Image Analyst 2017-12-9

在 MATLAB Online 中打开

You can use imtransform(). Here's a snippet from my program. Go ahead and use/adapt it it you want:

  while strcmpi(reply, 'Redraw') > 0
      hold off;
      imshow(original_RGB_Image);
    %   hold on;
      title('Original Image', 'FontSize', 18);
      set(gcf, 'units','normalized','outerposition',[0 0 1 1]); % Maximize figure.
      [rows, columns, numberOfColors] = size(original_RGB_Image);
      userPrompt = sprintf('Left click at the centers of the corner spots on the 96 well plate\ngoing counter-clockwise from the upper left spot.\nFor the 4th spot (upper right) right-click to finish the quadrilateral.');
      uiwait(msgbox(userPrompt));
      numberOfVertices = 0;
      while numberOfVertices ~= 5
        [~, xCorners, yCorners] = roipolyold();
        numberOfVertices = length(xCorners);
        % Take the first 5 points.  If it's less than 5, let them know.
        if numberOfVertices > 5
          % Take the first 5.
          xCorners = xCorners(1:5);
          yCorners = yCorners(1:5);
          numberOfVertices = length(xCorners);  % Recalculate it.
        elseif numberOfVertices < 5
          userPrompt = sprintf('You clicked %d points.\nPlease click exactly 4 points only.\n\nRemember LEFT-CLICK the first 3 corners,\nthen RIGHT-CLICK the last (4th) point.', numberOfVertices-1);
          uiwait(msgbox(userPrompt));
        end
      end
      if printToCommandWindow
        fprintf(1, 'x=%.1f ', xCorners);
        fprintf(1, '\n');
        fprintf(1, 'y=%.1f ', yCorners);
      end
      % Sort the corners into the first one being the upper left, and then going counter-clockwise after that.
      % It won't work otherwise.
      [xCorners, yCorners] = sortCorners(xCorners, yCorners, rows, columns);
      % Draw the quadrilateral.

■ **Given request A**: Which function does the forum post recommend using?
■ **Given request B**: Duplicate the forum post from "elseif numberOfVertices <" up to and including "counter-clockwise after that.".
■ **Given request C**: Condense the forum post's paragraph that begins "You can use imtransform()" into one shorter sentence.

■ **Dataset records**:
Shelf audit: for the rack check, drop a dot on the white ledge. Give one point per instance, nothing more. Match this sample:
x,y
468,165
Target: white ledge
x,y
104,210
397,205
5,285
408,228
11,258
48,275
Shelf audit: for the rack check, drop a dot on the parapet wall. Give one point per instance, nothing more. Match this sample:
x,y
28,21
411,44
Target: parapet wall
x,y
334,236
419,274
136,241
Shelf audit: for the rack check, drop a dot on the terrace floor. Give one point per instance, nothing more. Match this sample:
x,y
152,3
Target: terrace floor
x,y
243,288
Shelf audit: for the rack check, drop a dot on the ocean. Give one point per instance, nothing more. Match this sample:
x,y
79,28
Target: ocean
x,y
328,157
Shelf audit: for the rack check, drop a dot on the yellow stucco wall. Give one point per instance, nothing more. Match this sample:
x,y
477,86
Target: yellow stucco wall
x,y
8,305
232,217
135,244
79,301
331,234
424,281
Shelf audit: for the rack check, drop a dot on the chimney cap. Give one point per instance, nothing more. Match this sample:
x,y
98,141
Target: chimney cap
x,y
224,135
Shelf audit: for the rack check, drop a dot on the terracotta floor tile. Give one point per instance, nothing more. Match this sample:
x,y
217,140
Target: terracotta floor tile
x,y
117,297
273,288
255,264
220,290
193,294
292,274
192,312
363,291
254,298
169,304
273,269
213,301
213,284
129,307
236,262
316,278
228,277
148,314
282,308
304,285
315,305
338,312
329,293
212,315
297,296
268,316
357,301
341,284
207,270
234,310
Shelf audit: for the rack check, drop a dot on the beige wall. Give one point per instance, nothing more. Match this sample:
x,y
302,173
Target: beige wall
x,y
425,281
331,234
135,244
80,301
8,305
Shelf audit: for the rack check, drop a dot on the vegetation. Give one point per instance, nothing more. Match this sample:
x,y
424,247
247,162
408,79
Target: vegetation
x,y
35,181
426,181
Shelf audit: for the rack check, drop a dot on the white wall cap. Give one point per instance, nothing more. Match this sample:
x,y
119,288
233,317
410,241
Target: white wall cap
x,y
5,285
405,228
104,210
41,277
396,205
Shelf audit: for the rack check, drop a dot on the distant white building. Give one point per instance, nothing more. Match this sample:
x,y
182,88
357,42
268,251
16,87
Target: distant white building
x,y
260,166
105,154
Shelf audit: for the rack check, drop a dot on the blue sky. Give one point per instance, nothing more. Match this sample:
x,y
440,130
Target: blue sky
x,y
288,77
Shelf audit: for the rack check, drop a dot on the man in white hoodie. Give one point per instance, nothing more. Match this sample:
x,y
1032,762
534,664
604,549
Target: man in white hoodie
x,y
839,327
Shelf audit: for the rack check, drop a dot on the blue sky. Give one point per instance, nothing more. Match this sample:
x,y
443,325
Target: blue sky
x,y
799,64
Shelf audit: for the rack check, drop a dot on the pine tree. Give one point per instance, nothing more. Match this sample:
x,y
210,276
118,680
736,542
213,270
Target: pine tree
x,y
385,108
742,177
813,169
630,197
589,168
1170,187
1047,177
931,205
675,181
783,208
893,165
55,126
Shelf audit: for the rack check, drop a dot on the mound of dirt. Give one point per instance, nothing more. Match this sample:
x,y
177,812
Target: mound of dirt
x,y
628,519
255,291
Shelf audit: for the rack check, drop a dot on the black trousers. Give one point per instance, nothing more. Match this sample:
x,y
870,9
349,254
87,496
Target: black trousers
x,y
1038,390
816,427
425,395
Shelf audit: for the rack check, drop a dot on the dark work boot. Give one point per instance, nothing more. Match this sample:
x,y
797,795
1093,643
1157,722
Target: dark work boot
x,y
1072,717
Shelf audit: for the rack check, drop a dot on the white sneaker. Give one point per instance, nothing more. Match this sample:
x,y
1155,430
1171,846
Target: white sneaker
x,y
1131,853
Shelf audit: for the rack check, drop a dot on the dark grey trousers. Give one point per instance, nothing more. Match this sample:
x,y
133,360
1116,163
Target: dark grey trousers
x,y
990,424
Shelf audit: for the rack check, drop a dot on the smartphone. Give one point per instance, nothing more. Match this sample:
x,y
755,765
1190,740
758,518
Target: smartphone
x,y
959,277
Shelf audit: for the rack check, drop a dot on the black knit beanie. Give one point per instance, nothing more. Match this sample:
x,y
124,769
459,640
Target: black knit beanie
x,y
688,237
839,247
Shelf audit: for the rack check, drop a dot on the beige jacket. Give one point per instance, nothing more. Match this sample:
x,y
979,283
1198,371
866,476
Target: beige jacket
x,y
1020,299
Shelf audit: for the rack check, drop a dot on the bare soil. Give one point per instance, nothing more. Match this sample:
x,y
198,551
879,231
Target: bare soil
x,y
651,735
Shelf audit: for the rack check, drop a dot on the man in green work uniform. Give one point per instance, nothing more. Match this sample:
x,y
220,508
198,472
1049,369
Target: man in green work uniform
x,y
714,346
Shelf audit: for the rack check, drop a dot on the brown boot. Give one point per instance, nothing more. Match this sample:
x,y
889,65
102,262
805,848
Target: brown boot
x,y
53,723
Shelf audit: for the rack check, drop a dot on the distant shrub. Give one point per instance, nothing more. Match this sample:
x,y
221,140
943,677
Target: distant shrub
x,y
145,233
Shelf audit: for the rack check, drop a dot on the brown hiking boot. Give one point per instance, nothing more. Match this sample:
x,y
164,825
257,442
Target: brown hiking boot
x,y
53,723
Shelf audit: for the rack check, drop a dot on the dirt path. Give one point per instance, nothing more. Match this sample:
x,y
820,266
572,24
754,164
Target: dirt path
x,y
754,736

■ **Exercise solution A**: imtransform()

■ **Exercise solution B**:
elseif numberOfVertices < 5
          userPrompt = sprintf('You clicked %d points.\nPlease click exactly 4 points only.\n\nRemember LEFT-CLICK the first 3 corners,\nthen RIGHT-CLICK the last (4th) point.', numberOfVertices-1);
          uiwait(msgbox(userPrompt));
        end
      end
      if printToCommandWindow
        fprintf(1, 'x=%.1f ', xCorners);
        fprintf(1, '\n');
        fprintf(1, 'y=%.1f ', yCorners);
      end
      % Sort the corners into the first one being the upper left, and then going counter-clockwise after that.

■ **Exercise solution C**: Use imtransform(); this snippet from my program may be used or adapted freely.